Extract:
>>>>

Hi @leandrojmp
Thanks for your reply.
I'm not manually sending documents to Elasticsearch, I'm using Serilog with the Elasticsearch sink in a .NET application, configured like this:
Log.Logger = new LoggerConfiguration()
    .MinimumLevel.Information
    .WriteTo.Elasticsearch(new ElasticsearchSinkOptions(new Uri("http://localhost:9200"))
    {
        DataStream = new DataStreamName("logs", "app", "myservice"),
        IlmPolicy = "logs-app-ilm-policy",
        MinimumLevel = LogEventLevel.Information
    })
    .Enrich.FromLogContext()
    .CreateLogger();
Here’s an example log statement I use in code:
using (LogContext.PushProperty("userId", userId))
{
    Log.Information("User with role {userRole} performed an action", userRole);
}
This ends up being indexed in Elasticsearch like this (simplified for privacy, with some values replaced):
{
  "_index": ".ds-logs-app-myservice-2025.05.15-000001",
  "_id": "random-id",
  "_version": 1,
  "_score": 0,
  "_source": {
     "agent": {
      "type": "Elastic.CommonSchema.Serilog",
      "version": "8.11.0"

<<<<

What you need to do:
**1.** Reproduce the Serilog forum post between "I'm not manually" and "Log.Logger = new LoggerConfiguration()", inclusive.
**2.** Continue the Serilog forum post from its final line onward.

Dataset content:
>>>>

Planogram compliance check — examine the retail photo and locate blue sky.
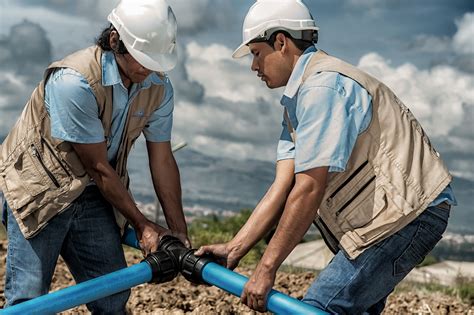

<<<<

Results of the exercise:
**1.**
I'm not manually sending documents to Elasticsearch, I'm using Serilog with the Elasticsearch sink in a .NET application, configured like this:
Log.Logger = new LoggerConfiguration()

**2.**
    },
    "process": {
      "pid": 4567,
      "name": "MyApp",
      "title": "",
      "thread.id": 5
    },
    "metadata": {
      "userId": 1234
    },
   "log": {
      "logger": "Elastic.CommonSchema.Serilog"
    },
    "message": "User with role consumer performed an action", 
    "labels": {
      "MessageTemplate": "User with role {userRole} performed an action",
      "userRole": "consumer"
    },
     "@timestamp": "2025-05-15T13:33:51.573Z",
    ecs.version:"8.11.0"
    "service": {
      "name": "Elastic.CommonSchema.Serilog",
      "type": "dotnet",
      "version": "8.11.0"
    },
    "host": {
      "hostname": "USER-PC",
      "ip": ["0.0.0.0"],
      "os": {
        "platform": "Windows",
        "version": "0.0.0"
      },
    "log.level": "Information",
    "event": {
      "created": "2025-05-15T13:33:51.573Z",
      "severity": 2,
    },
    "user": {
      "id": "1234",
      "name": "user",
      "domain": "MYDOMAIN"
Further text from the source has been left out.